● Instruction 1:
Rewrite the stretch of the forum comment about AI coding agents from "I found that" through "delete valid usecases.", swapping "codebase" for "repository".
● Instruction 2:
Carry on the forum comment about AI coding agents, picking up after its final sentence.

● Document text:
I found that when I just specify, sometimes the AI will optimize to the point that it breaks other existing functional requirements in the same codebase. So I have to steer it with invariants. This is where the bulk of my effort is - monitoring to make sure that the agent didn't suddenly scramble the infra or delete valid usecases.
1. How do you address that [paperclip problem](https://en.wikipedia.org/wiki/Instrumental_convergence) in Remoroo? Can we define invariants? 2. Why is there a whole orchestration system? Was there some limitation that prompted this architecture, e.g. did workers die frequently? Looks like Temporal/AWS SWF with the brain/worker/control architecture. The existence of `q (quit): Kills the Worker, aborts the run. The run is marked FAILED.` makes me think there's only one worker...so why...? It'd make more sense if the brain wanted to dispatch multiple hypotheses to multiple workers to test in parallel (e.g. if optimizing SQL, try these different joins all at once, discard queries running for X minutes after the first complete one).

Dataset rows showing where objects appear
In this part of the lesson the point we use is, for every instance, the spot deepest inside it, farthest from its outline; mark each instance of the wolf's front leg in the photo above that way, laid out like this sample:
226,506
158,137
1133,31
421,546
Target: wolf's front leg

● Final answer 1:
I found that when I just specify, sometimes the AI will optimize to the point that it breaks other existing functional requirements in the same repository. So I have to steer it with invariants. This is where the bulk of my effort is - monitoring to make sure that the agent didn't suddenly scramble the infra or delete valid usecases.

● Final answer 2:
Congrats on shipping and thanks for sharing. Sorry for the silly question, but can you help me understand what’s the difference between this and https://github.com/snarktank/ralph
(I didn’t dive too deep into neither so my apologies if it’s apples to oranges)
I am doing something similar with https://github.com/holoduke/myagent This project is actually some autonomous system that reads papers and tries to implement them. A fun experiment I would say.
I have no comments on the product and wish you all the best with it, but the AI copy on the page is so painful to read.
"Not a coding agent. An autonomous research engine."
"It didn't guess. It proved."
"▸ 30 experiments completed ▸ 8 kept · 22 discarded ▸ val_bpb: 2.24 → 1.55 ▸ VERIFIED · REPRODUCIBLE You slept through it."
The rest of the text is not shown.